[Rows from a dataset]

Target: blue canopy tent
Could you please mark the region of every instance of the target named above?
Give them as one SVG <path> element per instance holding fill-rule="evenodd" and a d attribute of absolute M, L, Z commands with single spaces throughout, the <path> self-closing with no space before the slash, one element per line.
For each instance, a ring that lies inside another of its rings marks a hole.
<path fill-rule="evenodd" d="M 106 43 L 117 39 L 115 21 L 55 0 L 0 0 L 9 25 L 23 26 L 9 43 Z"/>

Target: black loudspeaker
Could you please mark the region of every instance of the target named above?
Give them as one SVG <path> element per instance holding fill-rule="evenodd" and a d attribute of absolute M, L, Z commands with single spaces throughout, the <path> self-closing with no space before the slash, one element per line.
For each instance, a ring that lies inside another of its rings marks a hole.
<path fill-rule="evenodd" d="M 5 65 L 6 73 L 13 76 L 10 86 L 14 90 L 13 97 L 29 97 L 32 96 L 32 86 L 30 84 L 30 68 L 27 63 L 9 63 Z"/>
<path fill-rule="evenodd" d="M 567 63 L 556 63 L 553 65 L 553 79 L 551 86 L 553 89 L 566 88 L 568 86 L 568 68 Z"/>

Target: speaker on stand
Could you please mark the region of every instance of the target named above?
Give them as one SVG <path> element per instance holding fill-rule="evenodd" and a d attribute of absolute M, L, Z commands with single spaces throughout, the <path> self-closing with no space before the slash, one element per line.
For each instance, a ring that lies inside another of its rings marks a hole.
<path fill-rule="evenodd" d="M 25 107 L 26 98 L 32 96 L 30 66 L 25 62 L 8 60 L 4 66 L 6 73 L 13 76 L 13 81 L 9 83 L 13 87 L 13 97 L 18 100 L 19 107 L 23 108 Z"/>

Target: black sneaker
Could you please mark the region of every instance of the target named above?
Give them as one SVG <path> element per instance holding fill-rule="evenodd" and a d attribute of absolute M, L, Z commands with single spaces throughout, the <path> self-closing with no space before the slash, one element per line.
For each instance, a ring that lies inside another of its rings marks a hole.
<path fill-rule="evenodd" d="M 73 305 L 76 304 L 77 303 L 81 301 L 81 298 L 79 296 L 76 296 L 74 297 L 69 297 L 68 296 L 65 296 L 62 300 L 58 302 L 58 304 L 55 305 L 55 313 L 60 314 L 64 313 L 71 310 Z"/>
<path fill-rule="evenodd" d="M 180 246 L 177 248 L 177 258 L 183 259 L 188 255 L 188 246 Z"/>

--

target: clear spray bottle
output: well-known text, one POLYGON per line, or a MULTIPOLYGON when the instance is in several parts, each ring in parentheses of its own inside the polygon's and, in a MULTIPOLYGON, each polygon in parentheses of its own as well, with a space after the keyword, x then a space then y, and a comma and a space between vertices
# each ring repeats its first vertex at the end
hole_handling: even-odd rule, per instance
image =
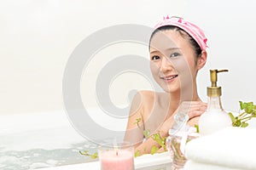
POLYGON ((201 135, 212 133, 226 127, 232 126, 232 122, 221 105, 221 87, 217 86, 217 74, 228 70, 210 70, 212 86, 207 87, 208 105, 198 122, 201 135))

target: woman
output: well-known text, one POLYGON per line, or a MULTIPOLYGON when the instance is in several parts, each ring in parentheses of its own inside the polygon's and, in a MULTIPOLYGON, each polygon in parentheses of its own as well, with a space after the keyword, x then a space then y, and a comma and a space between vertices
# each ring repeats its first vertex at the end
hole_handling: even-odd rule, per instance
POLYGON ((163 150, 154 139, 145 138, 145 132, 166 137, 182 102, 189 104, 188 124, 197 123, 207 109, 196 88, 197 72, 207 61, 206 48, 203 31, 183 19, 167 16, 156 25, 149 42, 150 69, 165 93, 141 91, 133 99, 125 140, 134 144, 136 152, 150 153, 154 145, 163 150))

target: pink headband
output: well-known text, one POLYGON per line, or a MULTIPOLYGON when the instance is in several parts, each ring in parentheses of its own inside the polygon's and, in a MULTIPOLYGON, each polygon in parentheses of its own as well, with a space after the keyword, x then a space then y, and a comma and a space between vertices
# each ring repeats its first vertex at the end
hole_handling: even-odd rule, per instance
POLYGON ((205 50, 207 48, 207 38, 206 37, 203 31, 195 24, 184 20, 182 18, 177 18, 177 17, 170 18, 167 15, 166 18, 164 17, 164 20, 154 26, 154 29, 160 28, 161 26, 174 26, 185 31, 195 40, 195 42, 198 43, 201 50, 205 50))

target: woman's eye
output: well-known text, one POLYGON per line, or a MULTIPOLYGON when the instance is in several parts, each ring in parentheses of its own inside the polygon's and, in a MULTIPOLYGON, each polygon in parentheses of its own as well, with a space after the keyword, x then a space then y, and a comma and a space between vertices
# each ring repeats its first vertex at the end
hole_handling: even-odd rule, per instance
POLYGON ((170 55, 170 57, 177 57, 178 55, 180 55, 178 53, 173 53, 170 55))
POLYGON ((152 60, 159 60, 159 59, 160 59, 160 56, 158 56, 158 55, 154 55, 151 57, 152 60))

**Directive:** Please rewrite the stretch of the listing from the line containing "target: clear spray bottle" through the line containing "POLYGON ((201 135, 212", swapping "clear" for "transparent" and keeping everything else the same. Leave the picture out of your answer.

**Answer to the task:**
target: transparent spray bottle
output: well-known text, one POLYGON per line, or a MULTIPOLYGON when the instance is in several parts, each ring in parentheses of its own inside the polygon's and, in a MULTIPOLYGON, each polygon in parentheses of its own as well, with a space after the keyword, x then a space then y, and a comma and a space between vertices
# each ring repeats its first vertex at the end
hole_handling: even-odd rule, per instance
image =
POLYGON ((201 135, 212 133, 226 127, 232 126, 232 122, 221 105, 221 87, 217 86, 217 74, 228 70, 210 70, 212 86, 207 87, 208 105, 198 122, 201 135))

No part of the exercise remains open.